TASK OBJECTIVE
What you return must match every record word for word.

DATASET RECORDS START

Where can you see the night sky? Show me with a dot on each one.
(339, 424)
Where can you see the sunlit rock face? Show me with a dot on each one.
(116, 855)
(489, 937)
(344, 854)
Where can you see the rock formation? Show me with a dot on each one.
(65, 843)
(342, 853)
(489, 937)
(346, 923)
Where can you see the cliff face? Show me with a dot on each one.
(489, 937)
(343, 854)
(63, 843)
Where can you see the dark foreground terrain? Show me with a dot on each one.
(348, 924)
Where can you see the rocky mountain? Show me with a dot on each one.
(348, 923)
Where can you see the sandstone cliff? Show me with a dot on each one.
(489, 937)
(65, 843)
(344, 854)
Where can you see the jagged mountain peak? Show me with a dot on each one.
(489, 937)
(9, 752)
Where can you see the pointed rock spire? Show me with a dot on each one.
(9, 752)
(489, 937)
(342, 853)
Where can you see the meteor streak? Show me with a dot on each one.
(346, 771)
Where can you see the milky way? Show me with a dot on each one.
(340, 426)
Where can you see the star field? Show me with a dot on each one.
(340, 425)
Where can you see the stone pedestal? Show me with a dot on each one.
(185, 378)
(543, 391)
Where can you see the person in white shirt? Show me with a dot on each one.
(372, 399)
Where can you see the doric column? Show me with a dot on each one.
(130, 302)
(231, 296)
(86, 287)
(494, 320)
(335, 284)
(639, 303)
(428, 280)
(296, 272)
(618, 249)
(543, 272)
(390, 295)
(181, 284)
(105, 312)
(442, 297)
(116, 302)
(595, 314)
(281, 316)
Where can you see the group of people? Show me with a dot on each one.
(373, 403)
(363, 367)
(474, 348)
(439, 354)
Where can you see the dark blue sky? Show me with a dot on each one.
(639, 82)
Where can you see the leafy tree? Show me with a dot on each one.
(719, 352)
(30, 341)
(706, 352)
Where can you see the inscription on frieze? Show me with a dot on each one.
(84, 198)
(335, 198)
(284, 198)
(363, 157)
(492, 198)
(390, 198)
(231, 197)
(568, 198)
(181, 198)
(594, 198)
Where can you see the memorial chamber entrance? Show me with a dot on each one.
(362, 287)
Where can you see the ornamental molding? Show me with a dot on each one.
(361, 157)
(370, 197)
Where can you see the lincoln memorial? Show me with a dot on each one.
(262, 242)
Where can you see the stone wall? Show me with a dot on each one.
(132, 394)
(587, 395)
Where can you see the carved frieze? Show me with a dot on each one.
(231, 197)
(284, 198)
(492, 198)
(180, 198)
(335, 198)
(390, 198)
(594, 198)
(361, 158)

DATASET RECORDS END

SOLUTION
Where can you see the night sky? Show me with a dot on each one.
(339, 424)
Where can you see the sunlit rock face? Show me with a dot on each one.
(116, 855)
(489, 937)
(344, 854)
Where can you see the rock formation? Show me with a dot on each one.
(65, 843)
(342, 853)
(489, 937)
(346, 923)
Where can you see the cliff face? Show me with a dot on each one.
(489, 937)
(343, 854)
(63, 843)
Where can you see the dark foreground terrain? Show me with a dot on each one.
(348, 924)
Where can you see the rocky mountain? Show me with a dot on each one.
(348, 923)
Where can you see the sandstone cliff? Show me with a dot on each one.
(489, 937)
(65, 843)
(344, 854)
Where can you see the jagged mountain peak? Show me with a dot on each one.
(489, 937)
(9, 752)
Where can you see the pointed rock spire? Show me with a dot on each one.
(9, 752)
(489, 937)
(342, 853)
Where can you see the meteor streak? Show me with a dot on each one.
(346, 771)
Where can you see the milky way? Show me with a dot on each one.
(340, 426)
Where can you see the star field? Show me with a dot on each one.
(340, 425)
Where can you see the stone pedestal? Show me with a dot on each one.
(185, 378)
(543, 391)
Where can you see the person in white shirt? Show me with a dot on each one.
(372, 399)
Where can you see the doric column? Show me with a dot on each one.
(130, 302)
(231, 296)
(86, 287)
(494, 320)
(335, 284)
(639, 303)
(428, 280)
(296, 272)
(618, 249)
(543, 272)
(390, 295)
(181, 284)
(105, 312)
(442, 297)
(116, 302)
(595, 314)
(281, 316)
Where can you see the group of people? Show me with a dot on each one.
(373, 403)
(363, 367)
(474, 348)
(439, 354)
Where can you see the dark blue sky? Show me with a dot on each one.
(639, 82)
Where can you see the leafy tree? Show me with a dot on each one.
(719, 352)
(30, 341)
(706, 352)
Where can you see the inscription on frieze? Show me with a dot on each one.
(84, 198)
(335, 198)
(284, 198)
(363, 157)
(492, 198)
(390, 198)
(231, 197)
(568, 198)
(181, 198)
(594, 198)
Where can you see the memorial chamber entrance? Show me with a dot on each one.
(362, 287)
Where can you see the ornamental molding? Show me with a dot on each one.
(361, 157)
(370, 197)
Where can you see the lincoln memorial? Show me with a dot on each one.
(262, 242)
Where can you see the stone wall? Show me with a dot on each one.
(132, 394)
(587, 395)
Where can you see the carved frieze? Show me with a dot on each one.
(231, 197)
(284, 198)
(492, 198)
(180, 198)
(335, 198)
(390, 198)
(594, 198)
(361, 158)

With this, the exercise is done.